Description of the task –
Could you return only the lines that run from the line with "Shelf-audit task: drop a dot on every instance of the tree." through the final line of the data, exactly as they stand?

(Stored items)
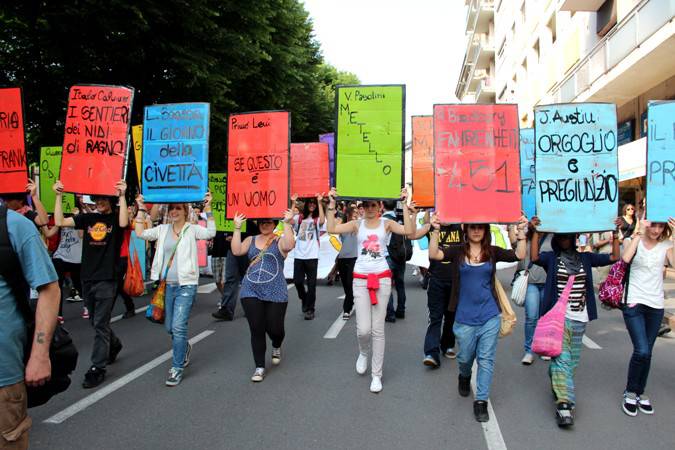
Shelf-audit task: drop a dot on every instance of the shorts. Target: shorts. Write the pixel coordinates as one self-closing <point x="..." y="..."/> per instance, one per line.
<point x="14" y="420"/>
<point x="218" y="269"/>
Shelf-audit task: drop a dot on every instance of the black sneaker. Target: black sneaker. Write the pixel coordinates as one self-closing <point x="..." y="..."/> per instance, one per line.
<point x="630" y="403"/>
<point x="464" y="386"/>
<point x="480" y="411"/>
<point x="222" y="314"/>
<point x="564" y="415"/>
<point x="115" y="349"/>
<point x="93" y="377"/>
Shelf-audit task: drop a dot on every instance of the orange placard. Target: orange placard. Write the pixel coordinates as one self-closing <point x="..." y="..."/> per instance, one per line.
<point x="423" y="160"/>
<point x="96" y="138"/>
<point x="310" y="170"/>
<point x="258" y="149"/>
<point x="13" y="167"/>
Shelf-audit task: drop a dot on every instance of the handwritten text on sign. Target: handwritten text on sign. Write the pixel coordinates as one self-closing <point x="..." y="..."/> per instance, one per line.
<point x="527" y="182"/>
<point x="477" y="176"/>
<point x="309" y="169"/>
<point x="175" y="152"/>
<point x="576" y="166"/>
<point x="369" y="140"/>
<point x="257" y="164"/>
<point x="96" y="138"/>
<point x="13" y="167"/>
<point x="218" y="188"/>
<point x="661" y="161"/>
<point x="423" y="160"/>
<point x="50" y="161"/>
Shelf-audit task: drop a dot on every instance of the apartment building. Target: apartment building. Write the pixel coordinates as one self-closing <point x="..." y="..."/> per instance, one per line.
<point x="560" y="51"/>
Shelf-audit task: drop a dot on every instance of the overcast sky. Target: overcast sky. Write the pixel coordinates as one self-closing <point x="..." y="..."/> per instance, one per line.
<point x="417" y="43"/>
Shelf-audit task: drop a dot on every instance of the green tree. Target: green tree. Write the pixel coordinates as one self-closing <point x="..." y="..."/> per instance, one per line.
<point x="235" y="55"/>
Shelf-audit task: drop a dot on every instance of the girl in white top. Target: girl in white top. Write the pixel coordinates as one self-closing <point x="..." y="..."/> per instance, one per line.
<point x="649" y="250"/>
<point x="372" y="278"/>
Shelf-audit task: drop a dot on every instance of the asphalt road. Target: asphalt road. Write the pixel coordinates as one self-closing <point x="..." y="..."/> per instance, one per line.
<point x="315" y="399"/>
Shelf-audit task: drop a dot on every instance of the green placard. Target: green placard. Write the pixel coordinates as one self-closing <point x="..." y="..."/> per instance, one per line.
<point x="218" y="188"/>
<point x="369" y="141"/>
<point x="50" y="164"/>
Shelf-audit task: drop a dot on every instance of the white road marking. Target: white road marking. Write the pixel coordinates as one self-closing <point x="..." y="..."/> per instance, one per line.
<point x="206" y="288"/>
<point x="335" y="329"/>
<point x="117" y="384"/>
<point x="491" y="430"/>
<point x="588" y="342"/>
<point x="118" y="318"/>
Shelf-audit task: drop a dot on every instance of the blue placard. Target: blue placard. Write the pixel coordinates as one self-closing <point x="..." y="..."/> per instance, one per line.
<point x="527" y="180"/>
<point x="576" y="167"/>
<point x="661" y="161"/>
<point x="175" y="152"/>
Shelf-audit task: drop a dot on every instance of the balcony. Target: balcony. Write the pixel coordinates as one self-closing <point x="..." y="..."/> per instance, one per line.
<point x="635" y="55"/>
<point x="479" y="15"/>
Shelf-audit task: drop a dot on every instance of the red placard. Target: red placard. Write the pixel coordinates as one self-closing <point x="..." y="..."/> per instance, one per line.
<point x="95" y="143"/>
<point x="258" y="149"/>
<point x="423" y="160"/>
<point x="13" y="167"/>
<point x="310" y="170"/>
<point x="476" y="163"/>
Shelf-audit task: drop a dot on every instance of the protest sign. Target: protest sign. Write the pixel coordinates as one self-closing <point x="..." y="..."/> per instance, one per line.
<point x="527" y="181"/>
<point x="369" y="141"/>
<point x="137" y="144"/>
<point x="50" y="163"/>
<point x="175" y="152"/>
<point x="218" y="188"/>
<point x="476" y="163"/>
<point x="660" y="161"/>
<point x="309" y="169"/>
<point x="329" y="138"/>
<point x="423" y="160"/>
<point x="576" y="168"/>
<point x="96" y="138"/>
<point x="13" y="166"/>
<point x="258" y="164"/>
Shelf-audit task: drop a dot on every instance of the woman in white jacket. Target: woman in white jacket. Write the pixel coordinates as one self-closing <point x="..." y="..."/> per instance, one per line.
<point x="176" y="262"/>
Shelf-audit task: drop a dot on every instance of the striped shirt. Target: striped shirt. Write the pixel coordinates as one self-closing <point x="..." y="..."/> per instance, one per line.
<point x="576" y="303"/>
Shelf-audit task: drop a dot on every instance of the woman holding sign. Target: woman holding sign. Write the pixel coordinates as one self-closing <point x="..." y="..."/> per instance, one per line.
<point x="474" y="299"/>
<point x="561" y="264"/>
<point x="649" y="250"/>
<point x="372" y="278"/>
<point x="175" y="262"/>
<point x="264" y="295"/>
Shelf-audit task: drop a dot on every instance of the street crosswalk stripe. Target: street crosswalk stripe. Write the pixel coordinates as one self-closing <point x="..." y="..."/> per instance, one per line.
<point x="588" y="342"/>
<point x="117" y="384"/>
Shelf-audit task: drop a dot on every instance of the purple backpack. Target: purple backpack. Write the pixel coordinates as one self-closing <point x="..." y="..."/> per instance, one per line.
<point x="612" y="290"/>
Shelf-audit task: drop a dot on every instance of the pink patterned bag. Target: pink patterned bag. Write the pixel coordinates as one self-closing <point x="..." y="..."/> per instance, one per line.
<point x="548" y="335"/>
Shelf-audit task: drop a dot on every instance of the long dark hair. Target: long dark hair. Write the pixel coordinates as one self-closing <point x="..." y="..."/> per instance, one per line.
<point x="305" y="208"/>
<point x="485" y="243"/>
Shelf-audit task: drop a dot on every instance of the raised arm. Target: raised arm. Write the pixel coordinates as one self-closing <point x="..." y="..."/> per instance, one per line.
<point x="434" y="252"/>
<point x="59" y="220"/>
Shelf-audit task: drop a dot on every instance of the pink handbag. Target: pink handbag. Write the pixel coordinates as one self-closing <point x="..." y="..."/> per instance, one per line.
<point x="548" y="335"/>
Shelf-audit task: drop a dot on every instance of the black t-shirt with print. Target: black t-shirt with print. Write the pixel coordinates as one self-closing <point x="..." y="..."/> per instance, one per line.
<point x="449" y="236"/>
<point x="101" y="245"/>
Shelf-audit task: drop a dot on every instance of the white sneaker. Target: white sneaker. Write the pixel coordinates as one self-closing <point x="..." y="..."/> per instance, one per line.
<point x="528" y="359"/>
<point x="376" y="385"/>
<point x="362" y="364"/>
<point x="258" y="375"/>
<point x="276" y="356"/>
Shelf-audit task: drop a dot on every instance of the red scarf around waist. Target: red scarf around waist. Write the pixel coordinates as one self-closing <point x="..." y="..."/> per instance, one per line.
<point x="373" y="283"/>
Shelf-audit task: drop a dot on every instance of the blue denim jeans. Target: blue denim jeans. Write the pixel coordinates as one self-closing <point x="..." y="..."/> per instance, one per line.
<point x="177" y="305"/>
<point x="480" y="343"/>
<point x="533" y="296"/>
<point x="643" y="325"/>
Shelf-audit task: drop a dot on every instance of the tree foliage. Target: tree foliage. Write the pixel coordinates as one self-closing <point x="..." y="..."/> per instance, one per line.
<point x="239" y="56"/>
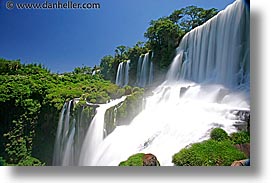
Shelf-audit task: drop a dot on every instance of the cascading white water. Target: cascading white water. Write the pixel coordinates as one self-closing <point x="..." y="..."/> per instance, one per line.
<point x="94" y="137"/>
<point x="139" y="69"/>
<point x="217" y="51"/>
<point x="63" y="144"/>
<point x="215" y="58"/>
<point x="122" y="77"/>
<point x="170" y="122"/>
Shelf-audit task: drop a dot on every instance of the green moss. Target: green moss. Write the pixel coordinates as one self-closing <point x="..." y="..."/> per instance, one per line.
<point x="30" y="161"/>
<point x="208" y="153"/>
<point x="240" y="137"/>
<point x="218" y="134"/>
<point x="134" y="160"/>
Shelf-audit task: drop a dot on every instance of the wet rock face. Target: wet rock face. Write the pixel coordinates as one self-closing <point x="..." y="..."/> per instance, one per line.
<point x="243" y="119"/>
<point x="150" y="160"/>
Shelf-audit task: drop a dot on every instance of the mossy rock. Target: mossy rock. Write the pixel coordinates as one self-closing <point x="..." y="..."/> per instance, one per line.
<point x="30" y="161"/>
<point x="208" y="153"/>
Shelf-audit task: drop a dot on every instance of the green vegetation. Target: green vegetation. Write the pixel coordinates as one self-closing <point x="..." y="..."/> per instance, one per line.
<point x="124" y="112"/>
<point x="2" y="161"/>
<point x="31" y="99"/>
<point x="217" y="151"/>
<point x="163" y="36"/>
<point x="30" y="161"/>
<point x="134" y="160"/>
<point x="218" y="134"/>
<point x="208" y="153"/>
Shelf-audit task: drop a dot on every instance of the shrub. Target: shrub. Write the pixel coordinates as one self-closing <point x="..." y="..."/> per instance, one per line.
<point x="30" y="161"/>
<point x="240" y="137"/>
<point x="2" y="162"/>
<point x="218" y="134"/>
<point x="134" y="160"/>
<point x="208" y="153"/>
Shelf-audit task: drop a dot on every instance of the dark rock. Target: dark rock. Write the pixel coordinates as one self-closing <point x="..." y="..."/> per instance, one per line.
<point x="150" y="160"/>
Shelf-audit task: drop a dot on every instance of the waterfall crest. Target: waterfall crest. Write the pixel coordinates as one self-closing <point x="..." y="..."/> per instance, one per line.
<point x="122" y="77"/>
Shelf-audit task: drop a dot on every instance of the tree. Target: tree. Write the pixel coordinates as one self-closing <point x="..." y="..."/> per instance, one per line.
<point x="190" y="17"/>
<point x="107" y="67"/>
<point x="121" y="52"/>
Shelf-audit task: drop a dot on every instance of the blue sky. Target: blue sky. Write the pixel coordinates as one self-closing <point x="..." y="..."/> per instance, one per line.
<point x="64" y="39"/>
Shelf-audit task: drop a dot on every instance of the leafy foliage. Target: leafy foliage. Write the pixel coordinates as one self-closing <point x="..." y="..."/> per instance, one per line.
<point x="218" y="134"/>
<point x="2" y="161"/>
<point x="240" y="137"/>
<point x="208" y="153"/>
<point x="134" y="160"/>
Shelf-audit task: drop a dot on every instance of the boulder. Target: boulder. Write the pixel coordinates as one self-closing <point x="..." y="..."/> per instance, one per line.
<point x="245" y="148"/>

Result for this exercise –
Shelf-audit task: drop a dot on every instance of the tree. Target: tree. Write the pixel coordinates as one self-closing <point x="..." y="..."/> per instance, one per line.
<point x="190" y="17"/>
<point x="107" y="67"/>
<point x="121" y="52"/>
Shelf-audit task: drop a dot on every instance of the blue sky. Target: blue sky. Write the pixel coordinates as one self-closing <point x="..." y="..."/> per instance, one per line.
<point x="64" y="39"/>
Shelf-audit task: drop a dot on every instance of the leafy foliage. Target: leafy foliage. Write the pixel coordinates as one self-closing <point x="..." y="..."/> per instance, one per line.
<point x="218" y="134"/>
<point x="2" y="161"/>
<point x="240" y="137"/>
<point x="208" y="153"/>
<point x="134" y="160"/>
Shelf-audit task: drop a dot on every instance of the boulder. Target: boulder. Write the pixel coordinates as one self-closing <point x="..." y="..."/> per instance, one per line.
<point x="245" y="148"/>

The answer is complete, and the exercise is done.